Copy every one of the lines below without changing a single character.

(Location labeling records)
begin

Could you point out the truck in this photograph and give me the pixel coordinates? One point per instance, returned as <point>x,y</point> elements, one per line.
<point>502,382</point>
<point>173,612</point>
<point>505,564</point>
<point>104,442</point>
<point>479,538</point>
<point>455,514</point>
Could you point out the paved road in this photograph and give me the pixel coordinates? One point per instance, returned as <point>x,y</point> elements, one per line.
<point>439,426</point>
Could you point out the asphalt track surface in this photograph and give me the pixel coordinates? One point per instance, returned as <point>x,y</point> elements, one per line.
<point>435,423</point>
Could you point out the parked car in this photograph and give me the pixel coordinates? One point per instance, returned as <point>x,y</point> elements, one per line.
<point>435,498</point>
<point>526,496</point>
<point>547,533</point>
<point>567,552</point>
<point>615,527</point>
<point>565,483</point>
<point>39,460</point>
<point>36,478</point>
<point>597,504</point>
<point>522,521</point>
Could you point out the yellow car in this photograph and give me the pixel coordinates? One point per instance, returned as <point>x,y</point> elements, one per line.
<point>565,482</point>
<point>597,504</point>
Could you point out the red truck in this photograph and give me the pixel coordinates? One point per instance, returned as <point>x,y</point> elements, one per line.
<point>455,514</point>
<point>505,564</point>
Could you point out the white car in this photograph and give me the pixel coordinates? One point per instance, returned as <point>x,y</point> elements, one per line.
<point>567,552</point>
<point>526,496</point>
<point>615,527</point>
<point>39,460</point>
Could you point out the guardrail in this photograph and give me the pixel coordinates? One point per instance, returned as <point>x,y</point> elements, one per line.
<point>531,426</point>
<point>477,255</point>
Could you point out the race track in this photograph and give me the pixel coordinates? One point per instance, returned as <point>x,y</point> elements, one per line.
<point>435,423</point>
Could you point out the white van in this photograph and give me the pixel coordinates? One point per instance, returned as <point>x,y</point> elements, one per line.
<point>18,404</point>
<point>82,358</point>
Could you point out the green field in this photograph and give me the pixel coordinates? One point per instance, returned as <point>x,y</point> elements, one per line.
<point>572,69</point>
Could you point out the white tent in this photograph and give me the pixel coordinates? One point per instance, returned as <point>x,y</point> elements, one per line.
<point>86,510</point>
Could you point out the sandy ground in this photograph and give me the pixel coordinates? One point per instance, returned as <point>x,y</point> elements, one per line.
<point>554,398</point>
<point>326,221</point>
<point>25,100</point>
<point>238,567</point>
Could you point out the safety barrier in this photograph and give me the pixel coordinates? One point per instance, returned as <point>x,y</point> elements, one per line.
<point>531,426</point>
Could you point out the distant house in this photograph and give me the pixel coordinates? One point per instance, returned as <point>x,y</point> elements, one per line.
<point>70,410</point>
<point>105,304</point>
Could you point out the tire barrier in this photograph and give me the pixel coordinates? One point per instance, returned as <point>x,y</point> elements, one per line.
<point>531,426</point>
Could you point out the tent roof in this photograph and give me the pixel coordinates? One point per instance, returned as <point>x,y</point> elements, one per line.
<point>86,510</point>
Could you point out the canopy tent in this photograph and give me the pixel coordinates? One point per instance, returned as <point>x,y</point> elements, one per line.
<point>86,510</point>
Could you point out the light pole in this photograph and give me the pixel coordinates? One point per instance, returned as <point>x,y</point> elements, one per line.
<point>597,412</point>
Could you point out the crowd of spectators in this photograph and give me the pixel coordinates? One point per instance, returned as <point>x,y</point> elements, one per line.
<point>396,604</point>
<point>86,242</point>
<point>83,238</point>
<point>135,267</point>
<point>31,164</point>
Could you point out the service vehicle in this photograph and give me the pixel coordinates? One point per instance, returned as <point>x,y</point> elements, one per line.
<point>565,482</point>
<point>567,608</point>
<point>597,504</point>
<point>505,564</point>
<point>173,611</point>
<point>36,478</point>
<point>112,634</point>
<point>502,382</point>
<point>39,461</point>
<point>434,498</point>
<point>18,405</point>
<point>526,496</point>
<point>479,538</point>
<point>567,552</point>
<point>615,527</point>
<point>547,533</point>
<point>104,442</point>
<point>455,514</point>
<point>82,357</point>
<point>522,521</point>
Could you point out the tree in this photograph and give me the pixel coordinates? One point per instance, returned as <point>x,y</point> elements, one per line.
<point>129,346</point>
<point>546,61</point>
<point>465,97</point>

end

→ **Response to this exercise**:
Could you point out the truck in this photograph and give me the pixel coordinates? One point per instance, returned as <point>x,y</point> elements, one per line.
<point>502,382</point>
<point>173,612</point>
<point>505,564</point>
<point>104,442</point>
<point>479,538</point>
<point>455,514</point>
Could you point out the paved road in this photograph and give me the pixel coordinates? One point per instance, returned as <point>x,y</point> elements, one per line.
<point>439,426</point>
Could you point out the asphalt track surface in this photograph and give me the pixel coordinates? One point per instance, returned as <point>x,y</point> elements, one per line.
<point>435,423</point>
Could you point out the parked car in this photograph and give me the pixel coordinates? One point per instance, returned as <point>x,y</point> elements, one per line.
<point>435,498</point>
<point>526,496</point>
<point>547,533</point>
<point>567,552</point>
<point>615,527</point>
<point>565,483</point>
<point>39,460</point>
<point>36,478</point>
<point>597,504</point>
<point>522,521</point>
Could you point out the yellow car in this photograph and give me the pixel coordinates? One point per instance, returned as <point>x,y</point> elements, one per line.
<point>565,482</point>
<point>597,504</point>
Could you point out the red truck in this photograph and give me the pixel coordinates? One point per instance, returned as <point>x,y</point> elements, one per line.
<point>455,514</point>
<point>505,564</point>
Could you point out the white car in this photograph and give me the pixel coordinates? One point per instance, returned as <point>x,y</point> elements, one per line.
<point>567,552</point>
<point>526,496</point>
<point>615,527</point>
<point>39,460</point>
Could you point out the guardrail in this photograph and give me the pixel coordinates? One point per instance, returned as <point>x,y</point> elements, one per line.
<point>531,426</point>
<point>477,255</point>
Could you point out the race track in this photograph and give me the pixel coordinates? One point per instance, returned as <point>x,y</point> elements, one per line.
<point>435,423</point>
Could you point out the white van in this photograph and give me the pixel coordinates? One point per instance, returned as <point>x,y</point> elements, one per line.
<point>18,404</point>
<point>82,358</point>
Could you point out the green field in this photograph and give me the pixel coordinates? One point per instance, returned as <point>x,y</point> elements, one per line.
<point>572,69</point>
Could you point out the white tent in this photograph and give me the pixel coordinates? One point per instance, returned as <point>x,y</point> elements, one per line.
<point>86,510</point>
Could you point out the sandy ground in this photograph and give me the pixel coordinates? One point per instance, returned as <point>x,y</point> elements, one per line.
<point>554,398</point>
<point>326,221</point>
<point>25,100</point>
<point>238,567</point>
Could you point out the safety barrier in this photograph and give me the pixel coordinates? One point per instance, returned as <point>x,y</point> elements, one per line.
<point>531,426</point>
Could you point out the distant house in this photograph and give me the pixel coordinates? One point per instance, returned as <point>x,y</point> elements, one per line.
<point>70,410</point>
<point>105,304</point>
Could you point out the tire barrier in this photograph and give me the pixel coordinates? One point per instance, returned as <point>x,y</point> elements, one per line.
<point>531,426</point>
Could you point out the tent roof in this photograph and give me the pixel coordinates? One point per instance, returned as <point>x,y</point> elements, one per line.
<point>86,510</point>
Could you point out the canopy tent in this photograph and give me the pixel coordinates? One point per instance, returned as <point>x,y</point> elements, one per line.
<point>86,510</point>
Could you point out the light pole in this photograph and give me the pixel coordinates? One point per instance, returned as <point>x,y</point> elements, one per line.
<point>597,412</point>
Could you point out the crowd of spectators in this photograph and give me the pixel coordinates? One point per instance, returned as <point>x,y</point> elements, one per line.
<point>396,604</point>
<point>86,242</point>
<point>83,238</point>
<point>135,267</point>
<point>31,164</point>
Could you point out the service vehicle in this photograph and give me the pixel coordinates? One point per instance, returned as <point>x,y</point> elements, one per line.
<point>565,482</point>
<point>567,608</point>
<point>597,504</point>
<point>505,564</point>
<point>173,611</point>
<point>36,478</point>
<point>112,634</point>
<point>502,382</point>
<point>39,461</point>
<point>434,498</point>
<point>18,405</point>
<point>526,496</point>
<point>479,538</point>
<point>567,552</point>
<point>615,527</point>
<point>547,533</point>
<point>104,442</point>
<point>455,514</point>
<point>82,357</point>
<point>522,521</point>
Could you point out the tree in this photograph and give me the pixel coordinates? One point per instance, returned as <point>x,y</point> elements, one per line.
<point>129,346</point>
<point>546,61</point>
<point>465,97</point>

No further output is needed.